Exercise instructions:
Copy every line of the material below verbatim, with no changes.

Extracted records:
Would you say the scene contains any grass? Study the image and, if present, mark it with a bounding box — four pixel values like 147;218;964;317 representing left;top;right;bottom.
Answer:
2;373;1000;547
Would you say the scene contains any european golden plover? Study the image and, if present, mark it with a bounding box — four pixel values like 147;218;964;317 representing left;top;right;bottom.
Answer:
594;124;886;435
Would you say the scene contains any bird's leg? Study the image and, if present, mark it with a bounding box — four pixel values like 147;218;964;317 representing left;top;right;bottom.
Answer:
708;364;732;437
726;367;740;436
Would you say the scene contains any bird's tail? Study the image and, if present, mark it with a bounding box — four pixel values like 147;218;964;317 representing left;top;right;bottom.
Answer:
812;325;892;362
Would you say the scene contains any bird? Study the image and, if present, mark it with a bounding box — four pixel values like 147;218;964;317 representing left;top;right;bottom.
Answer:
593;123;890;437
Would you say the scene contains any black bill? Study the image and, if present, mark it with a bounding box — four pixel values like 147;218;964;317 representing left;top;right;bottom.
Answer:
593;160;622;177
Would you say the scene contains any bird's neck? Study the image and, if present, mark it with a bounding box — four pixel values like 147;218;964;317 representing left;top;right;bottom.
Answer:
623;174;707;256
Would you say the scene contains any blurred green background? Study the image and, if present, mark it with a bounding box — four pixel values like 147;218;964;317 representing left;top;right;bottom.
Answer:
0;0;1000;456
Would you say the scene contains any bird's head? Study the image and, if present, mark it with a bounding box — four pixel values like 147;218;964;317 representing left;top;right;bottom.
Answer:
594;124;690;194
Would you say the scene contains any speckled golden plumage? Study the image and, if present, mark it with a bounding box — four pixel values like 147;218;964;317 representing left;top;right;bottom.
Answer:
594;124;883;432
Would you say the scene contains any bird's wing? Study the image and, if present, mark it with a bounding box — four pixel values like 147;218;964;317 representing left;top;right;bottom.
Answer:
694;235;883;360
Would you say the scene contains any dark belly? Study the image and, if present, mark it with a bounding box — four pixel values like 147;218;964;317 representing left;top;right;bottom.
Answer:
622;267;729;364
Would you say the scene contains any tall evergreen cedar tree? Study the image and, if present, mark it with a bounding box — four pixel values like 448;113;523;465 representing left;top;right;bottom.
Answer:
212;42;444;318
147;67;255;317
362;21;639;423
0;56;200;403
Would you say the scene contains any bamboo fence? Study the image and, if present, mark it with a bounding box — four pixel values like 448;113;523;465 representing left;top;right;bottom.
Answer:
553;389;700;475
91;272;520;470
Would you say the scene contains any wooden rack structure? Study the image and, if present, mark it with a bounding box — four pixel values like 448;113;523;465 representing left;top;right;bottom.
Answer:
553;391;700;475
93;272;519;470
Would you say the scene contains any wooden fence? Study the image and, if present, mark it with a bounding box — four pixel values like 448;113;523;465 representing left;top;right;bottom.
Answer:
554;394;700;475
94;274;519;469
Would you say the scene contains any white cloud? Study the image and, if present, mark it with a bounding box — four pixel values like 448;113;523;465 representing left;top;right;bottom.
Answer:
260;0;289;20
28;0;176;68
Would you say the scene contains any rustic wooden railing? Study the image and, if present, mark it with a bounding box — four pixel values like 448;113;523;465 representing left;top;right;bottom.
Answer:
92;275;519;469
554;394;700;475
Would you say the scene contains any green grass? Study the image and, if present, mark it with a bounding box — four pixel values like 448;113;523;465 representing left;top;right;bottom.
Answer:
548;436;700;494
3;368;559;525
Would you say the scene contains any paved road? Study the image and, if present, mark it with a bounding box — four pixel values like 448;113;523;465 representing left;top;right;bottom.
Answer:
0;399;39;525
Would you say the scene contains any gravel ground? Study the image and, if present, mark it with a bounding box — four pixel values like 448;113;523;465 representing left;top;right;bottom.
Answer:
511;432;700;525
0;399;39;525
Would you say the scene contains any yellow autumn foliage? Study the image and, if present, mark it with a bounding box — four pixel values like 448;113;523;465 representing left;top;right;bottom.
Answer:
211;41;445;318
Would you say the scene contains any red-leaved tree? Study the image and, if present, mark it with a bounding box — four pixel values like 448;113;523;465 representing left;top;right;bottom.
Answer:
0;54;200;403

Correct output:
Would you say the scene contains any grass? Study the image and, if present, mark it with a bounding box — four pixel values like 147;218;964;317 representing left;top;right;bottom.
Answer:
2;373;1000;547
Would you say the scene contains any european golden plover? Study the image and, if present, mark it with a bounding box — four pixel values like 147;218;964;317 representing left;top;right;bottom.
Answer:
594;124;886;435
Would you say the scene contains any bird's leg? Study the image and, if present, mark it with a bounding box — four pixel values like 147;218;964;317 representing left;top;right;bottom.
Answer:
708;364;732;437
726;367;740;436
Would you say the scene contains any bird's tail? Study the image and, if present, mark it with a bounding box — four pixel values like 147;218;964;317 representing left;top;right;bottom.
Answer:
812;325;892;362
Would you say the scene contains any bird? Study the image and, if present, mark it with a bounding box — four pixel values like 147;218;964;317 representing left;top;right;bottom.
Answer:
593;123;890;437
Would you say the scene contains any black bill? Study the image and, if present, mark it with a bounding box — four pixel values like 147;218;964;317 representing left;top;right;bottom.
Answer:
593;160;622;177
Would you say the scene contains any bird's neck? Study the image and, if present, mark it with a bounding box — four pixel values like 147;218;964;317 representing left;top;right;bottom.
Answer:
623;174;707;256
Would you say the scene contains any blurred green background? Study the image and, if present, mark it with a bounding box — four pixel values like 147;218;964;317 representing left;top;right;bottom.
Answer:
0;0;1000;456
Would you say the scene contains any bird's head? Study the image and, if present, mark it with a bounding box — four pixel values like 147;218;964;317 representing left;top;right;bottom.
Answer:
594;124;690;194
Would you say the scene contains any speckled golden plumage? Study the image and, if present, mark it with a bounding box — four pixel values like 147;218;964;317 representing left;top;right;bottom.
Answer:
594;124;883;432
Would you say the scene contains any bird's wing? Study the image and, if present, mark it with a bounding box — four pixel values like 147;218;964;317 representing left;top;right;bottom.
Answer:
694;235;883;360
Would you say the scene contains any dark belly? Study the image and, if present, mark it with a bounding box — four pixel values like 147;218;964;317 representing left;top;right;bottom.
Answer:
622;267;729;364
Would you say the scene contains any tall evergreen cedar tree? Study the image and, if present, mark it with a bounding box — four pixel values like 448;113;523;465 representing left;top;right;bottom.
Answer:
212;42;444;318
147;67;255;317
362;21;639;423
0;56;200;403
Would you say the scene contains any bamboo fence? Study the image and, if present, mark it with a bounding box — four pixel values like 448;113;523;465 representing left;top;right;bottom.
Answer:
553;389;700;475
91;272;520;470
Would you say the scene contains any wooden rack structure? Study the image and, if present, mark it with a bounding box — four pixel values like 448;113;523;465 representing left;top;right;bottom.
Answer:
553;391;700;475
93;272;519;470
Would you say the scene contains any wooden fence? Study the image and, if present, mark it with a bounding box — four pixel values like 448;113;523;465 representing left;top;right;bottom.
Answer:
554;394;700;475
94;274;519;469
Would you say the scene contains any white cloud? Study the image and, if present, mark it with a bounding box — four pixel values like 448;113;523;465 representing left;top;right;bottom.
Answer:
260;0;289;20
28;0;176;68
Would you say the scene contains any rustic wooden railing? Study the image and, if present, mark it with a bounding box — four pixel values like 448;113;523;465 representing left;top;right;bottom.
Answer:
92;275;519;469
554;394;700;475
Would you say the scene contains any green grass? Study the image and, if present, mark it with a bounding box — four pixel values like 448;113;523;465 representing left;top;right;bottom.
Answer:
548;436;700;494
3;368;559;525
Would you say the scene contains any paved road? Study the image and, if present, mark it with a bounding box — four pixel values like 448;113;523;465 representing left;top;right;bottom.
Answer:
0;399;39;525
Would you say the scene contains any gravel ground? Study the image and, if present, mark it with a bounding box — four pixel values like 448;113;523;465 representing left;top;right;bottom.
Answer:
511;432;700;525
0;399;39;525
Would you say the scene contains any yellow autumn foliage? Study the image and, if present, mark it with a bounding box — four pixel values like 448;113;523;465 representing left;top;right;bottom.
Answer:
211;41;445;318
Would you say the scene contains any red-leaved tree? Study the image and, if present, mark it with a bounding box — four pixel values like 448;113;523;465 representing left;top;right;bottom.
Answer:
0;54;200;403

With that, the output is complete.